==== DATASET CONTENT

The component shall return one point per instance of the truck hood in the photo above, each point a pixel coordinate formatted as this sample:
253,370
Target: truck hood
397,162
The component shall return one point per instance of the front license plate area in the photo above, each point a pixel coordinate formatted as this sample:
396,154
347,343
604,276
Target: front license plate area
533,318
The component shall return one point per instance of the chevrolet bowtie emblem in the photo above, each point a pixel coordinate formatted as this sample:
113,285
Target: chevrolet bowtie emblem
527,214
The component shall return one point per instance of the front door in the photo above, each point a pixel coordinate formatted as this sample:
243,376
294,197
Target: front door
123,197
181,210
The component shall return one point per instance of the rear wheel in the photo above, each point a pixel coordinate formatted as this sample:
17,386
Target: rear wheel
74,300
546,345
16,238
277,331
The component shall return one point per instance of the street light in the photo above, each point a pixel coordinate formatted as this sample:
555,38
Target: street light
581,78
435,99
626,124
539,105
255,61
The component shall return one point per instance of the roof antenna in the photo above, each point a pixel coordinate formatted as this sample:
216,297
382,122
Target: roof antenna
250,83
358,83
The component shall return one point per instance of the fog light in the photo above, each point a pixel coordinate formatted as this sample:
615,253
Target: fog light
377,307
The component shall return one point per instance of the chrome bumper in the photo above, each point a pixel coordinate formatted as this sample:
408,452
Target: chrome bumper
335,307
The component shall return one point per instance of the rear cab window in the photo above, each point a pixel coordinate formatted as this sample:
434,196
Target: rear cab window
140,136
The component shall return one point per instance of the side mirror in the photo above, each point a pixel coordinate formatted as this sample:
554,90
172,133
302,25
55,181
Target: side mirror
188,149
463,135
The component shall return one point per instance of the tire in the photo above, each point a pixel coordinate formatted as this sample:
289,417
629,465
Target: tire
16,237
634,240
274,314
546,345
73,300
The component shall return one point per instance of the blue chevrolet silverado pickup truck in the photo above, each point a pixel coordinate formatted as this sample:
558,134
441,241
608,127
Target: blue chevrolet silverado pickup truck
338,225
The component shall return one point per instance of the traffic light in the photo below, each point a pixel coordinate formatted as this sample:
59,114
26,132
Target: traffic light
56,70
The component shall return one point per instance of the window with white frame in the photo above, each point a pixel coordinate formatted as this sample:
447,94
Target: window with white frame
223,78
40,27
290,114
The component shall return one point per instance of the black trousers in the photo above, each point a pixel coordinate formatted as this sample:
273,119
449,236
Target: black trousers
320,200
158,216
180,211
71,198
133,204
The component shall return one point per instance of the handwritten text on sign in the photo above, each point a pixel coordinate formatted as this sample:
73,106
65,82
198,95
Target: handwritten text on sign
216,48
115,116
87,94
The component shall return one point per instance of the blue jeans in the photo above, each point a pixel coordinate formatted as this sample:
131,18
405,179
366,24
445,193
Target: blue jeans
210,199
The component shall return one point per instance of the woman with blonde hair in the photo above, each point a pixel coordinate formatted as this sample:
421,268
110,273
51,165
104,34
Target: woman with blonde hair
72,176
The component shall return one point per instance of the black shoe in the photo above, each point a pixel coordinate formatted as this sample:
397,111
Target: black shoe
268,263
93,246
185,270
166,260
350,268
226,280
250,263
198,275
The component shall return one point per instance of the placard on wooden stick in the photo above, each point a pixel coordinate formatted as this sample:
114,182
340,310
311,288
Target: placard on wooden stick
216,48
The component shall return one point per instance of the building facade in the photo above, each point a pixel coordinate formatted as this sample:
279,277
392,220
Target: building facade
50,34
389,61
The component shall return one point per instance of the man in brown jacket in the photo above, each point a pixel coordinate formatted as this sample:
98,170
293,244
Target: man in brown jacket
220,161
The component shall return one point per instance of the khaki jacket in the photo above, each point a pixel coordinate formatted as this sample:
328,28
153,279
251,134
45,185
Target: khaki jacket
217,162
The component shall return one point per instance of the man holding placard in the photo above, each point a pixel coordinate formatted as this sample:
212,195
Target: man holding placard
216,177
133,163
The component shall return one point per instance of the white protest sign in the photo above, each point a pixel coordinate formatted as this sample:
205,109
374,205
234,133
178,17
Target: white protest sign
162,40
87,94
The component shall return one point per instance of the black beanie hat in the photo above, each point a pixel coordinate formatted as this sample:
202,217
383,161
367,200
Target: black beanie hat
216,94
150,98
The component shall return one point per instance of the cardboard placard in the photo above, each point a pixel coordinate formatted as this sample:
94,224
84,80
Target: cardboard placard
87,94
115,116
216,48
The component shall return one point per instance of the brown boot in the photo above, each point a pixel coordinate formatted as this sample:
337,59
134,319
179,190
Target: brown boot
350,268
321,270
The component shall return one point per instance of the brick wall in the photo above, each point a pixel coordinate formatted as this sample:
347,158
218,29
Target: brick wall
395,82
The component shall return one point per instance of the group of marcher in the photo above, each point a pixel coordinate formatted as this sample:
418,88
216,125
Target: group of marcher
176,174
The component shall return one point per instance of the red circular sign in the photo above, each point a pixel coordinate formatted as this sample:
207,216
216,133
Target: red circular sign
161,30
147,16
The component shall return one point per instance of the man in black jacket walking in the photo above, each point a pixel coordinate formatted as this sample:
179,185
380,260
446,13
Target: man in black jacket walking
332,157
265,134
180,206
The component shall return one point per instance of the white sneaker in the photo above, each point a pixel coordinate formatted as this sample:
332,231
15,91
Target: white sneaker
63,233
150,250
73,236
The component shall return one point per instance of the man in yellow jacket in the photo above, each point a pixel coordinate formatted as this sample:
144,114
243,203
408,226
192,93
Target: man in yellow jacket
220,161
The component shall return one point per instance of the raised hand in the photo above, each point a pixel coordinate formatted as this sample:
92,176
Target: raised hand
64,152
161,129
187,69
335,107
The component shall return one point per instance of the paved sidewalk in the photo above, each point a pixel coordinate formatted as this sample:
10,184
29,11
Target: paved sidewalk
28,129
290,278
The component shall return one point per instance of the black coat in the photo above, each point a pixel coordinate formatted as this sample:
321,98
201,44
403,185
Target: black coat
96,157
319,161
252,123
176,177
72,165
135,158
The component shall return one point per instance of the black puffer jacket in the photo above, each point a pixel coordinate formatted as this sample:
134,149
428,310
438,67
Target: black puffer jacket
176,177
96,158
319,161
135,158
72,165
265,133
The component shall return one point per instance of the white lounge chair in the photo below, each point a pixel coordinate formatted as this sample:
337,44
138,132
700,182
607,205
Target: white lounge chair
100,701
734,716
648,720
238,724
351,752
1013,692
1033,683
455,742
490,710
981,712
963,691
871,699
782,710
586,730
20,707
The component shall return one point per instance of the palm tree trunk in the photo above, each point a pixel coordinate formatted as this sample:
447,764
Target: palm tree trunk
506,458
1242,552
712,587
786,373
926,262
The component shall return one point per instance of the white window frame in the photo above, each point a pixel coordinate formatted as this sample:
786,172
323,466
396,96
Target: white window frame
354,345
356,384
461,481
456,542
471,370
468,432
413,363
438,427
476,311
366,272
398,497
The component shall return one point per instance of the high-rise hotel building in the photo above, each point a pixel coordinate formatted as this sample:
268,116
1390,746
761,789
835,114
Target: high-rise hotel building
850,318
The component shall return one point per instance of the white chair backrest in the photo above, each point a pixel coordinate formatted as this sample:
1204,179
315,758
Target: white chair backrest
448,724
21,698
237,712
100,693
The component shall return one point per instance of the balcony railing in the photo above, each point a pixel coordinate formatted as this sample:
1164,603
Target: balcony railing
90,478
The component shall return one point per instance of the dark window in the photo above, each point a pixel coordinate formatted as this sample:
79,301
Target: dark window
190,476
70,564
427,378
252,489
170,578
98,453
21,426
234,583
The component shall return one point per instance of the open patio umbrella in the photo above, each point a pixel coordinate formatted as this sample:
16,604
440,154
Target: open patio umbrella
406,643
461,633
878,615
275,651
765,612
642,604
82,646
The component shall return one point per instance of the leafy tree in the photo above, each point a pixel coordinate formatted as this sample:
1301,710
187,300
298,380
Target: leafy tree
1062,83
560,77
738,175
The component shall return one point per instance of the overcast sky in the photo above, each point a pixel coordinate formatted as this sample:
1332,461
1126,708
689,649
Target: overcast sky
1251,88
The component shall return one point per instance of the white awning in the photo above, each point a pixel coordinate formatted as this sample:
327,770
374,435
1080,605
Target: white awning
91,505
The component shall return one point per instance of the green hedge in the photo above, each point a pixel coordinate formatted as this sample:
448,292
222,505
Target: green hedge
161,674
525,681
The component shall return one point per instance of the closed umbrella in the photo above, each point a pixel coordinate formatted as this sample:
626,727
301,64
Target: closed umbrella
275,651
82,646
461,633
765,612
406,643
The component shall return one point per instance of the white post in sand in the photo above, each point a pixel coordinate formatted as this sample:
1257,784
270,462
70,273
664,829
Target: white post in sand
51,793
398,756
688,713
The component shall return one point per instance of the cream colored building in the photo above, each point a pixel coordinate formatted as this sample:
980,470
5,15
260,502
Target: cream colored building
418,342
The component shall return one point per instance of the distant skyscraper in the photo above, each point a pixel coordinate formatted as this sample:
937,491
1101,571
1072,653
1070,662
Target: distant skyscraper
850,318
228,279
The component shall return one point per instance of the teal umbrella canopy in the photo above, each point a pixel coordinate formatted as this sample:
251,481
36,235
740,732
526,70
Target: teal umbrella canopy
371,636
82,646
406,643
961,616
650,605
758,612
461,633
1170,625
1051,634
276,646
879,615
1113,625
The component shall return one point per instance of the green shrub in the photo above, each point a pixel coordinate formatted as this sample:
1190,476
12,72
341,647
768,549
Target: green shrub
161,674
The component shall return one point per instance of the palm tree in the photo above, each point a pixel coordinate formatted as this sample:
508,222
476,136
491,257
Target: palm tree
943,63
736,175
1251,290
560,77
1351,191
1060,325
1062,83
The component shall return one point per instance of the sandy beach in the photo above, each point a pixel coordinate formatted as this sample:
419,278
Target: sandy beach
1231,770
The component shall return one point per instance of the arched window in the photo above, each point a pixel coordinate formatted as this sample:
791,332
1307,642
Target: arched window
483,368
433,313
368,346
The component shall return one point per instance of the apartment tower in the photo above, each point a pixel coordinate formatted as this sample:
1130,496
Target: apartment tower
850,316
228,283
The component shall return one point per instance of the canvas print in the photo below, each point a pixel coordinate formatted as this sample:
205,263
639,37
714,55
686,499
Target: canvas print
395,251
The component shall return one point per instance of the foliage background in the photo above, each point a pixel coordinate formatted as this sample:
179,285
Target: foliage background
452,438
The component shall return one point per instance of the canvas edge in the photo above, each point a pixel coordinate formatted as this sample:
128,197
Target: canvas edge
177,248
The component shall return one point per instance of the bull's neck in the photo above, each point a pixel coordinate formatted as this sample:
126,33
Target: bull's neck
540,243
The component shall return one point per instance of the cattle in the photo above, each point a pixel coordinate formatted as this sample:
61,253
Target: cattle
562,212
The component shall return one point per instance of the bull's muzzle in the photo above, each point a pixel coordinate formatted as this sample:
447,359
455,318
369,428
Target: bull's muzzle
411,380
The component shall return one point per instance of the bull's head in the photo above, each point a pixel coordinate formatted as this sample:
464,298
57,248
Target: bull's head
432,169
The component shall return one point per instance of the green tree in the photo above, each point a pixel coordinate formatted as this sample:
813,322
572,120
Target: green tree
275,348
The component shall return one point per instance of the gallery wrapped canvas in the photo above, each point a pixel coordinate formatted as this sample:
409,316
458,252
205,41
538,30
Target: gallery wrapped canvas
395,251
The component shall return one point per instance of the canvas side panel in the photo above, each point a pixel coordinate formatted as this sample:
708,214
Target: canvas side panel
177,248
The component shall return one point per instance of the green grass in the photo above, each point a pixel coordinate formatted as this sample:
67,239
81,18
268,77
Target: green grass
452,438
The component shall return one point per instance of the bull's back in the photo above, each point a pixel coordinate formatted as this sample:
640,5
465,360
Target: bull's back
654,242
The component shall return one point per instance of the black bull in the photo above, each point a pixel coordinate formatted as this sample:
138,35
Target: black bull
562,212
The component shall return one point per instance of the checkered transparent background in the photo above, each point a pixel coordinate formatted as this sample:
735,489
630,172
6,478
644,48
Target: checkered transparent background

========

> _STATED PROBLEM_
Copy exactly, word for word, the line with "The component shall return one point per instance of the gallery" through the final line of the listing.

> _THE OUTPUT_
The component shall return one point per instance of the gallery wrapped canvas in the photo above, each point a pixel coordinate formatted as this sample:
409,316
458,252
205,41
538,30
Target: gallery wrapped canvas
395,251
The component shall return one point per instance of the canvas side panel in the photo above, each point a pixel coordinate formatted as this sample:
708,214
Target: canvas side panel
177,248
The component shall return one point per instance of the green grass in the photo above, each point a pixel coordinate formatted as this sample:
67,239
81,18
268,77
Target: green grass
452,438
The component shall return one point per instance of the bull's back in the photo above, each point a pixel coordinate formatted as this sample:
640,5
465,360
Target: bull's back
654,242
The component shall return one point per instance of the black bull in the photo above, each point a pixel coordinate formatted as this sample:
138,35
Target: black bull
562,212
The component shall return one point per instance of the checkered transparent background in the photo above, each point a pixel coordinate formatted as this sample:
735,489
630,172
6,478
644,48
Target: checkered transparent background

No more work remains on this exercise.